*** Opening of Provided passage ***

Sunday, June 25, 2006

On the Enterprise, Data has discovered a way to disrupt the beam. Crusher is opposed, but Riker decides to go ahead.

On the planet, seven more years have passed. With his daughter playing nearby, Kamin is presiding over the naming ceremony of his infant son by playing his flute. The melody he plays becomes the theme for the episode, and probably the best known and most fondly remembered piece of music (apart from the opening theme) in any Next Generation episode.

Kamin seems completely in this life, but as he gazes at his son (named Batai, after his friend who has died) he says words that could have come from Picard: “I’d always thought I didn’t need children to complete my life. Now I can’t imagine life without them.”

But suddenly Kamin crumples to the floor, as Picard’s life begins to ebb on the Enteprise when the beam is disrupted. Data restores it, Picard returns to normal, and Kamin’s life resumes.

On the planet, Kamin’s now-sixteen year old daughter Meribor is discussing the results of her soil samples with a now visibly older Kamin. She has concluded what he already knows: There is no bacterial life in the soil. Their planet is dying. “It saddens me to see you bear the burden of knowing things…things you can’t change,” he says. She decides that she should marry the boy who has been pursuing her “sooner rather than later.” Kamin responds with passion: “Seize the time, Meribor. Live now. Make now always the most precious time. Now will never come again.”

*** Close of Provided passage ***

> Problem details:
According to the episode recap, why does Kamin suddenly collapse to the floor, and what allows his life to continue?

*** Opening of Data for analysis ***

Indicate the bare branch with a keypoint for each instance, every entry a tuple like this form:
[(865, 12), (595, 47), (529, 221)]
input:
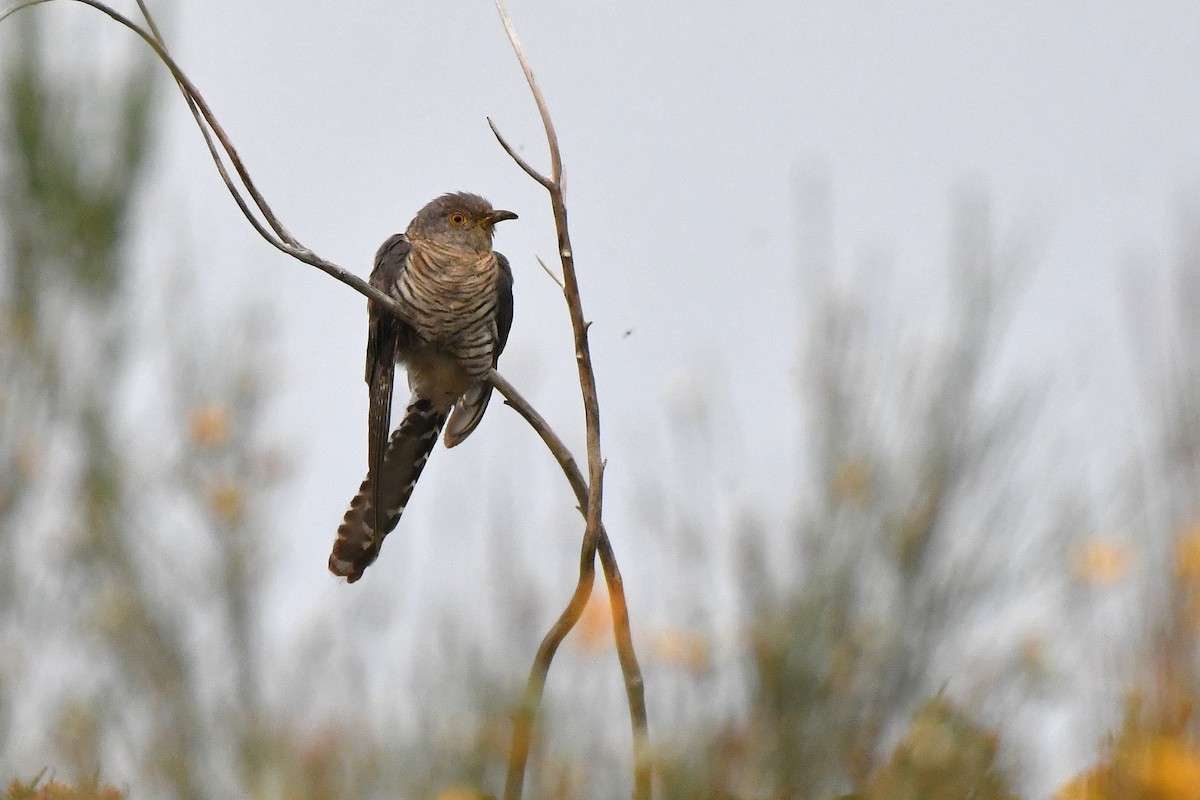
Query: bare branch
[(551, 274), (277, 235), (594, 536), (588, 493), (513, 154)]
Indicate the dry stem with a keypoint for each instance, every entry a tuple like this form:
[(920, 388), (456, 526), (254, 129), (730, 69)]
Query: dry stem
[(589, 494)]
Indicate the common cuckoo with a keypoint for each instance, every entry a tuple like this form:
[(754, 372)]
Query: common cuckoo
[(457, 295)]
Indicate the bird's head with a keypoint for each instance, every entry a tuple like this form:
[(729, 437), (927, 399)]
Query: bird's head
[(459, 220)]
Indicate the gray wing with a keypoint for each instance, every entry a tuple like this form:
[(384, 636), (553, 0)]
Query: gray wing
[(469, 410), (384, 335)]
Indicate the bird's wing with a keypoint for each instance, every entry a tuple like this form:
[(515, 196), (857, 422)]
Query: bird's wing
[(383, 335), (469, 409)]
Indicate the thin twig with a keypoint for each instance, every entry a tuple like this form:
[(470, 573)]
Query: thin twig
[(276, 235), (594, 536), (551, 274), (588, 493)]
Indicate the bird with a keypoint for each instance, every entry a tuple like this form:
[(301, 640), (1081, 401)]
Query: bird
[(456, 294)]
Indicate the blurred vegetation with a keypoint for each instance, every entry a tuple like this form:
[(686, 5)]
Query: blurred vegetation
[(135, 480)]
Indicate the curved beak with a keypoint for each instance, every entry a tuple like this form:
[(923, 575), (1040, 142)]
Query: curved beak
[(499, 215)]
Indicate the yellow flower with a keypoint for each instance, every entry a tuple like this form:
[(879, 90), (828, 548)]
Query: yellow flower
[(1165, 768)]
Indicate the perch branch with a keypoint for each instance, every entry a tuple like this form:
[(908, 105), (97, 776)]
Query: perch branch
[(589, 493)]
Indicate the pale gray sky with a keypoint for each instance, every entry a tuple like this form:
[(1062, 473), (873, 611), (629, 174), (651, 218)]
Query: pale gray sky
[(684, 127)]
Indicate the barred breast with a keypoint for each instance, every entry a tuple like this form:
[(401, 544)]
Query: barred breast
[(451, 298)]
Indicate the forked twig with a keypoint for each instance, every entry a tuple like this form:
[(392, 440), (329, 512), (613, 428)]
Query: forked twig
[(589, 493), (269, 227)]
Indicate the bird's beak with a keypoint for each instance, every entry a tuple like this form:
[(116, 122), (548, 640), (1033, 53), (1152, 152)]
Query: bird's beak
[(499, 215)]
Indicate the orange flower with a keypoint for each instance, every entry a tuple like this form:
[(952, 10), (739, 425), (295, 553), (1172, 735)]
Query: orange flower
[(1102, 561), (687, 649), (228, 503), (209, 426), (852, 482), (595, 625), (1187, 560)]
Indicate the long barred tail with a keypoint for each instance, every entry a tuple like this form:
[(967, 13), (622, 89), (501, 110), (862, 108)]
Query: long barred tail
[(358, 542)]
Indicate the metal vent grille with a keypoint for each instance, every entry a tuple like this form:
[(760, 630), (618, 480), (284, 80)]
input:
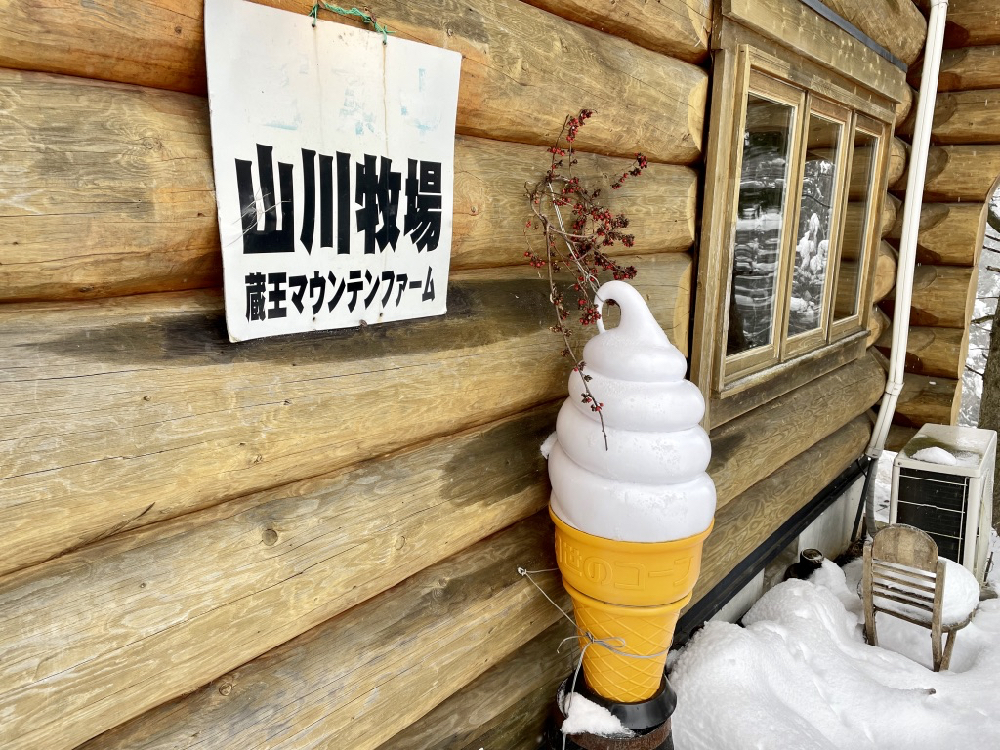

*** Close of Data for analysis ***

> Task response:
Kamin collapses because the beam is disrupted on the Enterprise, which causes Picard's life to begin to ebb. When Data restores the beam, Picard returns to normal and Kamin's life resumes.